EXERCISE SET:
(1) Reproduce the Harper's Ferry post word for word from "I hadn't realized" to "from secessionist Virginia.".
(2) According to the Harper's Ferry post, at the confluence of which two rivers does the town sit?

SELECTED EXTRACT:
"""

Friday, September 19, 2008

Harper's Ferry

If you are ever stuck in Northern Virginia with an afternoon free and have any interest in American history, then I highly recommend a day trip to Harper's Ferry. The town is situated at the confluence of the Shenandoah and Potomac rivers, about a 30 minute drive from Leesburg, VA. The town is sited on a bluff that affords impressive views down rivers and the flanking Appalachian foothills. The cobbled main street has been designated part of Harper's Ferry National Park there, and the recreated shop fronts are filled with living history actors. The actor/rangers I spoke with had a commanding knowledge of the history of the town beyond John Brown's raid in 1859. The conviction in his eyes still burns through the lithographs on the museum walls. Though he failed to provoke a slave uprising, the shop attendant/undergrad at the general store will tell anyone who cares to sit and chat awhile about how Brown effectively lit a powder keg under the fraying Differening political responses to the raid splintered the Democratic party of the time paving electoral possibility for Lincoln's united Republicans and hastening the south's preemptive withdrawal from the Union.

I hadn't realized that Harpers Ferry is now a part of West Virginia, the easternmost tip of the state. Long before West Virginia's formation in 1861, there had been a split between the states coastal population dominated by planter elites and the poorer upland dwellers to the west. Though the surrounding area was mostly lowland planter country aligned with the state's slave holding interests, Jefferson County voted to become a part of West Virginia at the 1861 convention. A dyspeptic mill owner did not break character as he explained how, on the day of the vote, federal troops had surrounded the county seat, thereby discouraging the slave holders from casting ballots against withdrawal from secessionist Virginia.

"""

GIVEN RECORDS:
"""

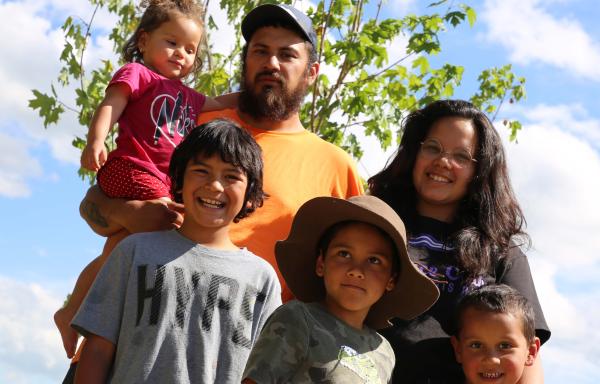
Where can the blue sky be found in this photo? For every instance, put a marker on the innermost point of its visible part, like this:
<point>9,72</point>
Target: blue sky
<point>554,167</point>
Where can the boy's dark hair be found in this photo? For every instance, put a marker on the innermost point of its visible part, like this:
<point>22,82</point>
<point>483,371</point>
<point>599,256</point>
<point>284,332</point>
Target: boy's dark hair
<point>234,145</point>
<point>498,298</point>
<point>329,234</point>
<point>160,11</point>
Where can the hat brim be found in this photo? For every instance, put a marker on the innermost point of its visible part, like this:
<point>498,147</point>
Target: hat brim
<point>296,256</point>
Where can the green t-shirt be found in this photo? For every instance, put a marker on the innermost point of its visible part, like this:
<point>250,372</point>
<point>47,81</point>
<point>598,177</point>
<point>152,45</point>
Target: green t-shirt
<point>304,343</point>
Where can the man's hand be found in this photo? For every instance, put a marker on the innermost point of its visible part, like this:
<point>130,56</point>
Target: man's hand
<point>149,215</point>
<point>108,216</point>
<point>94,155</point>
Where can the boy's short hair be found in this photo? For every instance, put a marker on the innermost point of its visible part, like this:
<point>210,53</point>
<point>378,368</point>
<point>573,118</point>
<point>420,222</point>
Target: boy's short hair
<point>330,233</point>
<point>234,145</point>
<point>498,298</point>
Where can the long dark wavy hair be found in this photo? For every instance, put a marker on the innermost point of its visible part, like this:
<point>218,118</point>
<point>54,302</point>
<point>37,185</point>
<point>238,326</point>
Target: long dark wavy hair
<point>160,11</point>
<point>489,216</point>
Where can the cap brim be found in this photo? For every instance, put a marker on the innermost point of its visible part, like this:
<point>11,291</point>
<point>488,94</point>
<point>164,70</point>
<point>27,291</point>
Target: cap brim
<point>268,12</point>
<point>413,293</point>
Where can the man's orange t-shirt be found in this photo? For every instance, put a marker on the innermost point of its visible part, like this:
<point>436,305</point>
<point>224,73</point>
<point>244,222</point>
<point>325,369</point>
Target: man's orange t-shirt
<point>298,166</point>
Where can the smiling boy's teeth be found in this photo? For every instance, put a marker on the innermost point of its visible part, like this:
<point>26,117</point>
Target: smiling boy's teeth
<point>439,178</point>
<point>212,203</point>
<point>491,375</point>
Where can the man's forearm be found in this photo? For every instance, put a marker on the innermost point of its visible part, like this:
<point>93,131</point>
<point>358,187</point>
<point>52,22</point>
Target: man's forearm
<point>95,209</point>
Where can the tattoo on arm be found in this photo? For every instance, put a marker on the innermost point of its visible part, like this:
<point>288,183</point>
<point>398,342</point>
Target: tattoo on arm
<point>92,213</point>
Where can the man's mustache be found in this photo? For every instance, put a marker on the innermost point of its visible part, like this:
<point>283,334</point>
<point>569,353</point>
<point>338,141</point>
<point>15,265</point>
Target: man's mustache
<point>271,75</point>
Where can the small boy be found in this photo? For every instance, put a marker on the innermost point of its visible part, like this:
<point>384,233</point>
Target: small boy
<point>185,305</point>
<point>347,264</point>
<point>495,336</point>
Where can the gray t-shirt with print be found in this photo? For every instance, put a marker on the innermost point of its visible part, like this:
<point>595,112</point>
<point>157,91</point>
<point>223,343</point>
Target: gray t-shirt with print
<point>179,312</point>
<point>304,343</point>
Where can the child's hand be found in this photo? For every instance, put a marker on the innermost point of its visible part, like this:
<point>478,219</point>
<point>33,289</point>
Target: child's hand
<point>94,156</point>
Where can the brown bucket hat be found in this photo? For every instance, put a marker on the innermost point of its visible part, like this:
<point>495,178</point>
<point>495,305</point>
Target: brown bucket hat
<point>296,256</point>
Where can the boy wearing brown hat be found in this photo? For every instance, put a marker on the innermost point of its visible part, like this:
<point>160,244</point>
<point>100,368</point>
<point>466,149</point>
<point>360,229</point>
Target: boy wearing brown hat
<point>347,264</point>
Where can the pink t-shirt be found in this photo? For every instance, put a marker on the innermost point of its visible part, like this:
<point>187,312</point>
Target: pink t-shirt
<point>159,114</point>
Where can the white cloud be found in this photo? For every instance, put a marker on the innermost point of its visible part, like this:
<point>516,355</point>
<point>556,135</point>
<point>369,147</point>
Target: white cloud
<point>532,34</point>
<point>31,62</point>
<point>30,347</point>
<point>553,170</point>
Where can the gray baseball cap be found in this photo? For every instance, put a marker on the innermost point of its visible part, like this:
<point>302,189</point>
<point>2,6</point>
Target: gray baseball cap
<point>287,14</point>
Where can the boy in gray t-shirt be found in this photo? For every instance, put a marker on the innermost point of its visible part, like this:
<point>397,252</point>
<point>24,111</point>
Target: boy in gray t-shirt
<point>346,262</point>
<point>185,305</point>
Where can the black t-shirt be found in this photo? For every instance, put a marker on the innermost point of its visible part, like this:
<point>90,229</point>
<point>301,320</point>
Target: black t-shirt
<point>422,346</point>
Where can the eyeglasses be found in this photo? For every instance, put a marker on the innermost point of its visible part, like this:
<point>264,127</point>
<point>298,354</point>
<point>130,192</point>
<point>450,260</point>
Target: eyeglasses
<point>432,149</point>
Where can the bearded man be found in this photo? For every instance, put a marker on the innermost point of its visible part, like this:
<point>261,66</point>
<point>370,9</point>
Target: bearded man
<point>279,65</point>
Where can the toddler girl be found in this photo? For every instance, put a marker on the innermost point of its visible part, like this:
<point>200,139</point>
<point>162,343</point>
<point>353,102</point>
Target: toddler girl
<point>155,110</point>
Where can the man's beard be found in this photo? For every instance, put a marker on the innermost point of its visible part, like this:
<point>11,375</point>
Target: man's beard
<point>276,102</point>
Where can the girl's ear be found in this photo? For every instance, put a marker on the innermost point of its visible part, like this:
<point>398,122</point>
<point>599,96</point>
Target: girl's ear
<point>320,267</point>
<point>391,283</point>
<point>534,348</point>
<point>456,346</point>
<point>142,41</point>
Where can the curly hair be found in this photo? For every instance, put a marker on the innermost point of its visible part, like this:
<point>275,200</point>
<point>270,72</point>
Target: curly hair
<point>157,12</point>
<point>488,217</point>
<point>234,145</point>
<point>497,299</point>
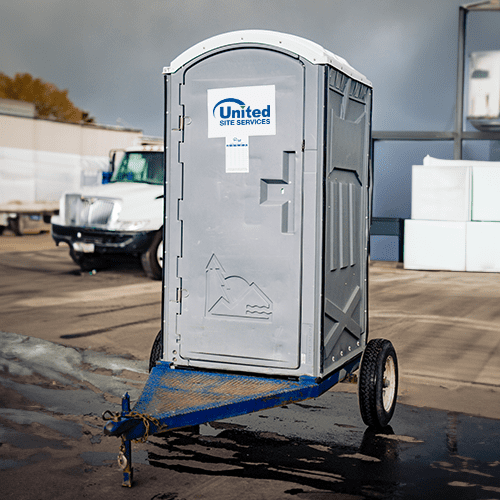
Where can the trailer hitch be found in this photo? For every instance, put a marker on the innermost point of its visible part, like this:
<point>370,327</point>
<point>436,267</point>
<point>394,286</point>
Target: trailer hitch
<point>130,426</point>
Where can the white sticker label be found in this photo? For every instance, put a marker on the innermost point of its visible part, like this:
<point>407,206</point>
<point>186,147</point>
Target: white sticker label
<point>238,113</point>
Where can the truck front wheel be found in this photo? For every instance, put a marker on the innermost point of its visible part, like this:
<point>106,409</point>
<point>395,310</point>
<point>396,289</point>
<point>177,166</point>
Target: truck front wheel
<point>152,258</point>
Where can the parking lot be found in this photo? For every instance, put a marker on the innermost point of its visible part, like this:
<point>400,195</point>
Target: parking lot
<point>445,328</point>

"""

COMPLETE ANSWERS:
(1)
I hadn't realized that Harpers Ferry is now a part of West Virginia, the easternmost tip of the state. Long before West Virginia's formation in 1861, there had been a split between the states coastal population dominated by planter elites and the poorer upland dwellers to the west. Though the surrounding area was mostly lowland planter country aligned with the state's slave holding interests, Jefferson County voted to become a part of West Virginia at the 1861 convention. A dyspeptic mill owner did not break character as he explained how, on the day of the vote, federal troops had surrounded the county seat, thereby discouraging the slave holders from casting ballots against withdrawal from secessionist Virginia.

(2) The Shenandoah and Potomac rivers.